Short exercise ▸
Pull out every line in the rows below that contains the string "segment". Case matters.
━━━━━━━━━━━━━━━━━━━━━━━━━━━━━━
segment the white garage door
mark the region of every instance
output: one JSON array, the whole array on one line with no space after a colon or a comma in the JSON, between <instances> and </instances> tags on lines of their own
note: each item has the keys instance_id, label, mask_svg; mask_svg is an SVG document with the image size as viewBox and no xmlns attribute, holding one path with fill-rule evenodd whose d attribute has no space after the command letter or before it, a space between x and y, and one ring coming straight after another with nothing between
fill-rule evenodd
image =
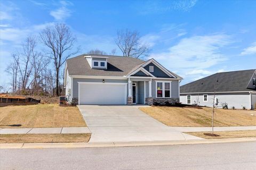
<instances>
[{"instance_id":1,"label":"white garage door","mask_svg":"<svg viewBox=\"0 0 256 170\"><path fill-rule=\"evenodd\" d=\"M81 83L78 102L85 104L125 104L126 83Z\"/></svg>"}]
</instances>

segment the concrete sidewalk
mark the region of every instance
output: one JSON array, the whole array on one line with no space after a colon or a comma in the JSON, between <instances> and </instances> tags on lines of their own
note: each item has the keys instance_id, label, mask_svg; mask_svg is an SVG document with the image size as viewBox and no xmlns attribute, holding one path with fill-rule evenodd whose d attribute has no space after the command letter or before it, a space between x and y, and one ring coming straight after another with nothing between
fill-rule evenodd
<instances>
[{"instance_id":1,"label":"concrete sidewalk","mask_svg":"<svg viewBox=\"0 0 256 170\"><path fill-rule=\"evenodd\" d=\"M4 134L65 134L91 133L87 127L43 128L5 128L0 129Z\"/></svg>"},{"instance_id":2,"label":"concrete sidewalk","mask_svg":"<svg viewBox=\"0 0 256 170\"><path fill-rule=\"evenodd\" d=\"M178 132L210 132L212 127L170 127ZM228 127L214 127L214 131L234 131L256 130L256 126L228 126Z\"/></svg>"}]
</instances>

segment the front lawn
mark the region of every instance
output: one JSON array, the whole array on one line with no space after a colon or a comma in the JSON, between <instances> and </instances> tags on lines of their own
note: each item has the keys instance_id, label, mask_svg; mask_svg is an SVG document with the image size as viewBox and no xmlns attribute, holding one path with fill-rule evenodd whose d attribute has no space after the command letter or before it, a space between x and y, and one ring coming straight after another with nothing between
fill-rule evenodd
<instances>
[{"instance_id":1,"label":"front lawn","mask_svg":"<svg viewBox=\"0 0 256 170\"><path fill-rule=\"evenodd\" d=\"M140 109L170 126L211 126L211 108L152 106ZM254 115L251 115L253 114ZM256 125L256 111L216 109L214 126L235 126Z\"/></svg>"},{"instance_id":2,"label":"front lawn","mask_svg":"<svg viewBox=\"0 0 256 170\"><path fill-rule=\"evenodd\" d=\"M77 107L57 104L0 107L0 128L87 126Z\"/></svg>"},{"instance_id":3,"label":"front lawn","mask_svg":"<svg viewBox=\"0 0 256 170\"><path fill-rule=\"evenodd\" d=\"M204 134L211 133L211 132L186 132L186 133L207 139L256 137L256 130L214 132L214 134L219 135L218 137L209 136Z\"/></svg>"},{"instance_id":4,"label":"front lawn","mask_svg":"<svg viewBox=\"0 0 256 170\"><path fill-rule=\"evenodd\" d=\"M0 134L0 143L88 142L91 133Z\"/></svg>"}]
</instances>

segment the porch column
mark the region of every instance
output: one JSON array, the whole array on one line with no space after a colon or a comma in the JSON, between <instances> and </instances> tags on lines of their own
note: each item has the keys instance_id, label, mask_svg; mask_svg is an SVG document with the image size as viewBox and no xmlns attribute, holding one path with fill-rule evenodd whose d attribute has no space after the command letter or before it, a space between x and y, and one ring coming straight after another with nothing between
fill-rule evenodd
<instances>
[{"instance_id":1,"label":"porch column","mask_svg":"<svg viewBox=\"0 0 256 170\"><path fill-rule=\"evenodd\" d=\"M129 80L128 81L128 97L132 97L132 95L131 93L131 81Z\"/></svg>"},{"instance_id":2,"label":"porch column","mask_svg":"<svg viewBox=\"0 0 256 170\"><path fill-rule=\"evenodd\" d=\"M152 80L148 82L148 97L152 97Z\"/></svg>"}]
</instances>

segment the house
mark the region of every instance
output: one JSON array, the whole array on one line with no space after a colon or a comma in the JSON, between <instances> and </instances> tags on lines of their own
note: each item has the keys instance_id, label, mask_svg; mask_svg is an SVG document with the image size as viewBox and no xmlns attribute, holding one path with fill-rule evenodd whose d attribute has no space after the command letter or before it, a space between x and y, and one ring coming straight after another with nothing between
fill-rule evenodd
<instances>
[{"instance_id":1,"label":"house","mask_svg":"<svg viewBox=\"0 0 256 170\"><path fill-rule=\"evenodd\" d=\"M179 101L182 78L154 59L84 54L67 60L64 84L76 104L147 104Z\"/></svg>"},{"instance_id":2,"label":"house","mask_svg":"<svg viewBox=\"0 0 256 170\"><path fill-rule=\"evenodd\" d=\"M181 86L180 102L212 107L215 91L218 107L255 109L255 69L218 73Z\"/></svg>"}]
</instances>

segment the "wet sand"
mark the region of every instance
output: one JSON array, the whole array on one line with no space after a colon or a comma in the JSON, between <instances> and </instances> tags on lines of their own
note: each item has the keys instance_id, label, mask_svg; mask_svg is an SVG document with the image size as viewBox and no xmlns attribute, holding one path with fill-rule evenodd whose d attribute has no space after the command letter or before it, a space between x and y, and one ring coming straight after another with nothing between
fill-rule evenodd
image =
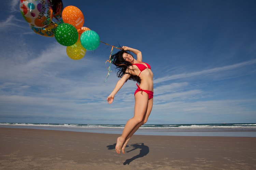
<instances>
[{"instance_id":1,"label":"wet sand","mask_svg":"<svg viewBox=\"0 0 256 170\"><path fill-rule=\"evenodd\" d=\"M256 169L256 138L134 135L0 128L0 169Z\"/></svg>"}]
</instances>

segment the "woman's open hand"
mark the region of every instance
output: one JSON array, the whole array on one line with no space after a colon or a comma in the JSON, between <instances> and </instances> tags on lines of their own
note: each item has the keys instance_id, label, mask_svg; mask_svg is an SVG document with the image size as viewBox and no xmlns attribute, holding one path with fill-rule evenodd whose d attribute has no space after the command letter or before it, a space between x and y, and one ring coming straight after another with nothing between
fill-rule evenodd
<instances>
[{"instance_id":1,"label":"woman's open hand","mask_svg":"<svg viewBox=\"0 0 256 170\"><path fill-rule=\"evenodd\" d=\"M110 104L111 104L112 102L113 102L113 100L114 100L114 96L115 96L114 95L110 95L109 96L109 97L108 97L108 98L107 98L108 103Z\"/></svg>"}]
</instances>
━━━━━━━━━━━━━━━━━━━━━━━━━━━━━━
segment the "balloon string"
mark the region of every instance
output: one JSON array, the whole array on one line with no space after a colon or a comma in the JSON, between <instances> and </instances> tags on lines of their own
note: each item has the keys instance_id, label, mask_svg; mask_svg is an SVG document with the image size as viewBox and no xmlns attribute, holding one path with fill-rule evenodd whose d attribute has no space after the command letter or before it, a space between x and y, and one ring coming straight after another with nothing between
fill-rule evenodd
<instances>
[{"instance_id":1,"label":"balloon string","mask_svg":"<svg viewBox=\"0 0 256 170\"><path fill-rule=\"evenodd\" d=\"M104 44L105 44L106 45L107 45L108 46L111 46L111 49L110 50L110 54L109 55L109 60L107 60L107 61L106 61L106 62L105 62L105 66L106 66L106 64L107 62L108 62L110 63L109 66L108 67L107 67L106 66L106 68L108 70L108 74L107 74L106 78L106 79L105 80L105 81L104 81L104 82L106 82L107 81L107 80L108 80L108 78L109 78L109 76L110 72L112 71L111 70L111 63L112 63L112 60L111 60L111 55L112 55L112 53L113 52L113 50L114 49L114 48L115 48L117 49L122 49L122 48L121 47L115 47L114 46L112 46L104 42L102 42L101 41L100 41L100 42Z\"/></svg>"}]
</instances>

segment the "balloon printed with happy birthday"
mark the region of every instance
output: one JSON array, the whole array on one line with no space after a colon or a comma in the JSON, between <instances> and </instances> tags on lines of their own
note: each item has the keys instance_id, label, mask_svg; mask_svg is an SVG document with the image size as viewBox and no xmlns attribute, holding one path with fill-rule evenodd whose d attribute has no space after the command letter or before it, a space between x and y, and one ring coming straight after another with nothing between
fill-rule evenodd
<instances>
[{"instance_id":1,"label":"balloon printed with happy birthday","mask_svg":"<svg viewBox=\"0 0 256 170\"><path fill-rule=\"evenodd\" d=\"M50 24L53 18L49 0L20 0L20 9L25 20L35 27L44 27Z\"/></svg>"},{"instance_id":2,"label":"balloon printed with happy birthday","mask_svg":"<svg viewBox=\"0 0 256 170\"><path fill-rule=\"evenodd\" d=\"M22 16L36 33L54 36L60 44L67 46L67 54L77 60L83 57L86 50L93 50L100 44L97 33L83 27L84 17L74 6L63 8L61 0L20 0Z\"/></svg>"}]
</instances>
━━━━━━━━━━━━━━━━━━━━━━━━━━━━━━
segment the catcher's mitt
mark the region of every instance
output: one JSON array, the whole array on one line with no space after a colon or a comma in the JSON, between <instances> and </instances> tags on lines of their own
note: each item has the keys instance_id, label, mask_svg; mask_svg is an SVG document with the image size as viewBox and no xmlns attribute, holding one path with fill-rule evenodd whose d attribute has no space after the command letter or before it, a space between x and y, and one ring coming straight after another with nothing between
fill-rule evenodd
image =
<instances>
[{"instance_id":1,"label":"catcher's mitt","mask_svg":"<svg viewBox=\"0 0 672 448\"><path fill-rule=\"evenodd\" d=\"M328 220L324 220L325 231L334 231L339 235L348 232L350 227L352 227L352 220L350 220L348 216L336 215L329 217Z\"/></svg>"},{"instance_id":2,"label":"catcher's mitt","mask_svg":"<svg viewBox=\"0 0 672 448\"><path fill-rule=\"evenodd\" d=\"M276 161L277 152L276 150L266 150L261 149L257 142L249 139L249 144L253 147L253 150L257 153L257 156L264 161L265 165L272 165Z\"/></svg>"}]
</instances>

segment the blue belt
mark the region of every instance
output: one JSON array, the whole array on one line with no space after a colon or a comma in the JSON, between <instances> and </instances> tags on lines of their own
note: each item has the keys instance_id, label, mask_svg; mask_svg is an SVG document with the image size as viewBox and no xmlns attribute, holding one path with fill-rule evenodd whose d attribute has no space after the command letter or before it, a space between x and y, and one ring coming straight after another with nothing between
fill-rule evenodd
━━━━━━━━━━━━━━━━━━━━━━━━━━━━━━
Finished answer ▸
segment the white garage door
segment the concrete sidewalk
segment the front lawn
segment the porch column
segment the house
segment the "wet sand"
segment the "woman's open hand"
segment the "balloon string"
segment the "balloon printed with happy birthday"
segment the catcher's mitt
segment the blue belt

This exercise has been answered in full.